- [What this task involves] Please copy out the stretch of the forum thread below from "Kylie, I cannot" through "now and everafter!".

- [Extract to read]
***

Kylie, I cannot thank you enough for opening this discussion as it brought 3 people together that otherwise wouldn't have had this opportunity. You've given me strength. I feel like I've lacked in this area for you. You're in my prayers that whatever your needs are or if you need strength, that can happen for you.
Doc, sometimes, I found, that by going as low as one can possibly go, the light finally shines. It is my prayer that you are taken care of and that you can live a long, well-loved life.
I'm at a loss for words now, I'll let this sit and perhaps come back in a while. Know that I'm thinking of you and Kylie.
Your friend, now and everafter!
Frustrated
georgeGG frustrated61
Posted
That set the great tenor song in the film Student Print ringing in my head. I value friends but never have liked to have a great crowd of them. Now with marked deafness my activities are greatly curtailed. I have been using two aids for many years now. Worse, I am sensitive to loud noises (hence the old joke 'don't shout, I am not deaf'. That cuts out cinemas, many restauants and all but one evangelical church in my district.I find it true that deafness is more isolating than blindness. I don't think blind people are blamed for not seeing. Deaf people often are for not hearing. eg "Of course you knew. You were there." etc Communicating by text then is a joy for me.

***

- [Given information]
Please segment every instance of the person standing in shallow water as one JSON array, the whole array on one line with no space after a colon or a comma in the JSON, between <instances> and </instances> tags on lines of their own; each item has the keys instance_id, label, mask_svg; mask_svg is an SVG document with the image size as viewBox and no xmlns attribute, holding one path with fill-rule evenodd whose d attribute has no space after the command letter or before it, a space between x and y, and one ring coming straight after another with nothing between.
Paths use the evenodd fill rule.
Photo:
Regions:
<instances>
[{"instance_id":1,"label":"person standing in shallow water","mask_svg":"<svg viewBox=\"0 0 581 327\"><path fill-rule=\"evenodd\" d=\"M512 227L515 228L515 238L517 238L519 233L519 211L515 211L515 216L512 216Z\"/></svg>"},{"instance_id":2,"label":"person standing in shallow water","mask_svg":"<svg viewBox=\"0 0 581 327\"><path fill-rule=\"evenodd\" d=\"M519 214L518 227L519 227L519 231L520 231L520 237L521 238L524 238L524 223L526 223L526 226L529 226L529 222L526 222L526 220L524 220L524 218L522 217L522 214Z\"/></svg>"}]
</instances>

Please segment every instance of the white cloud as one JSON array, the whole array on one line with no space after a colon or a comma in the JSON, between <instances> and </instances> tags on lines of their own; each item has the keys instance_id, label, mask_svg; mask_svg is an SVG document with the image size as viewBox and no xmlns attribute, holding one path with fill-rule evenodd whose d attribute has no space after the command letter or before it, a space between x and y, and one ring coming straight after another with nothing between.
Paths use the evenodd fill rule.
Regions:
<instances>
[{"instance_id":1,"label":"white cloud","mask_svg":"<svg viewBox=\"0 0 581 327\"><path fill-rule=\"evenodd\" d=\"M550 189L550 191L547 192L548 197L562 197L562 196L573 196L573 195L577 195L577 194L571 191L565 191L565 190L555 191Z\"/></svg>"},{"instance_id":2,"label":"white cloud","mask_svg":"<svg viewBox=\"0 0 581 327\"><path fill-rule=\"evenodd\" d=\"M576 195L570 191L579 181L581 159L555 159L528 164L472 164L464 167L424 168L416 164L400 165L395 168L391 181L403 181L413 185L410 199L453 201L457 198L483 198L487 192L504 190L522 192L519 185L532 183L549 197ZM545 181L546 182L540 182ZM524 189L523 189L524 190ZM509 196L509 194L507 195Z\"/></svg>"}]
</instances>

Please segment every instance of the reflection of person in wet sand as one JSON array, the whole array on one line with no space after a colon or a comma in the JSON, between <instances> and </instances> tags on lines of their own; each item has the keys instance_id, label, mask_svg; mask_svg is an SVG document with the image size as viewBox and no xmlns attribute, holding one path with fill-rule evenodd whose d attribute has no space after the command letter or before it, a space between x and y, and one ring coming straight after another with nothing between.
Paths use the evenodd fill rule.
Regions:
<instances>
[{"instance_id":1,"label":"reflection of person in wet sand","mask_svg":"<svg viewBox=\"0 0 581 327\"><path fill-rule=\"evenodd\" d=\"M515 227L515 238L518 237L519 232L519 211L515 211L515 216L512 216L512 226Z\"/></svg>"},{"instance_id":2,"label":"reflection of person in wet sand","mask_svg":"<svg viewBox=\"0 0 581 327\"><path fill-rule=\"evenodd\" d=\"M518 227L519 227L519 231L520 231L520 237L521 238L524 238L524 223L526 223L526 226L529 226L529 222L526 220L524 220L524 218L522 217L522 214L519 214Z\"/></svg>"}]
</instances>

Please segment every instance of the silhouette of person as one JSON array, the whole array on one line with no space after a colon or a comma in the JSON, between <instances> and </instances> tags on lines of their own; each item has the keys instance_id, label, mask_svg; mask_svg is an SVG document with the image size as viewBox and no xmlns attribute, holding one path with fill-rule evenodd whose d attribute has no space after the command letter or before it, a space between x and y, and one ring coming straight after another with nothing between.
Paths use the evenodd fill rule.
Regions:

***

- [Task solution]
Kylie, I cannot thank you enough for opening this discussion as it brought 3 people together that otherwise wouldn't have had this opportunity. You've given me strength. I feel like I've lacked in this area for you. You're in my prayers that whatever your needs are or if you need strength, that can happen for you.
Doc, sometimes, I found, that by going as low as one can possibly go, the light finally shines. It is my prayer that you are taken care of and that you can live a long, well-loved life.
I'm at a loss for words now, I'll let this sit and perhaps come back in a while. Know that I'm thinking of you and Kylie.
Your friend, now and everafter!